··· RECORDS FOR THE TASK

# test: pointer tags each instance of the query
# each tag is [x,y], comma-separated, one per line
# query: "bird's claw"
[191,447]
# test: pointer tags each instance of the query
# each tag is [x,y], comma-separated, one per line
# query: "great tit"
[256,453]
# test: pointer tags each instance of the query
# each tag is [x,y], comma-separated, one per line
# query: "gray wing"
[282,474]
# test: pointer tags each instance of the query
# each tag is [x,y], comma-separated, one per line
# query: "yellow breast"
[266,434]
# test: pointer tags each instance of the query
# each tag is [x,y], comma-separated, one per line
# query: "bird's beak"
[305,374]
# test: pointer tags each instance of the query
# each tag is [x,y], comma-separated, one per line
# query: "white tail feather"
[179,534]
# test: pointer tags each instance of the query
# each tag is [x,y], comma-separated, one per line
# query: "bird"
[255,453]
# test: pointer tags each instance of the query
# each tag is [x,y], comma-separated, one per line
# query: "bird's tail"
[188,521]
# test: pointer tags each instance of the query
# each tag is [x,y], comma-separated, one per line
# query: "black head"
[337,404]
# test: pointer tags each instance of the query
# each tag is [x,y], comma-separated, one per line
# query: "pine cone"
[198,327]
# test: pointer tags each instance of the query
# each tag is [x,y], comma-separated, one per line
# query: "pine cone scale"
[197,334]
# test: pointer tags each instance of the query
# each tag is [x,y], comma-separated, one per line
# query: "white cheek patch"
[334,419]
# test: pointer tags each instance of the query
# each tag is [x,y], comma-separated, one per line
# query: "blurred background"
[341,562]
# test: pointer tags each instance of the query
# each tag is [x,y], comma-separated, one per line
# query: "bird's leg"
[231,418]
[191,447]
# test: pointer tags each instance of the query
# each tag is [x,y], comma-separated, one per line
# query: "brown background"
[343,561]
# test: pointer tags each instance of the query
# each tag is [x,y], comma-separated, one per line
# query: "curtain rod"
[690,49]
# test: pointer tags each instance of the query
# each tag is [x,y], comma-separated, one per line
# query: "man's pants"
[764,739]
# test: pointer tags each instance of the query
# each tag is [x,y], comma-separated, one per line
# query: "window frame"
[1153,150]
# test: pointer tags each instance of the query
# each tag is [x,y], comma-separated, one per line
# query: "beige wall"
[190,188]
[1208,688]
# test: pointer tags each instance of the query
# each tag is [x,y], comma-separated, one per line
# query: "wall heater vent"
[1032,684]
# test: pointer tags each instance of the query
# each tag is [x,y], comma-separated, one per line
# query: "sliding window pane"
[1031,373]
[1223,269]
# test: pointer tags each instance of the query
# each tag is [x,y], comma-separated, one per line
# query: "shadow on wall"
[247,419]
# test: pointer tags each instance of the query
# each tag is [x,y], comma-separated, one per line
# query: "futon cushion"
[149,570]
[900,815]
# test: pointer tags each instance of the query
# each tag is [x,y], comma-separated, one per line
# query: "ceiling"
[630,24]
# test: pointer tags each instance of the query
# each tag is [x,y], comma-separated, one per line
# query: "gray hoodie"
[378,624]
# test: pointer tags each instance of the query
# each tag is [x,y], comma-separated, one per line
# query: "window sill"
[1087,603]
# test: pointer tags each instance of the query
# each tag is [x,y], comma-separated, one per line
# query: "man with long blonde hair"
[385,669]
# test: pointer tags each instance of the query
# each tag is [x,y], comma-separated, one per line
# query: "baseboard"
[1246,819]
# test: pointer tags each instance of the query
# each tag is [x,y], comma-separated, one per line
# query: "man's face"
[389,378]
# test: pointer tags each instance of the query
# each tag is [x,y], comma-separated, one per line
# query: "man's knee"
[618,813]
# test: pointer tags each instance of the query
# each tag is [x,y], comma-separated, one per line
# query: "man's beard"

······

* EXERCISE AIM: Please pick out and copy every line in the data above that contains the word "tail".

* OUTPUT OF THE EXERCISE:
# query: "white tail feather"
# query: "bird's tail"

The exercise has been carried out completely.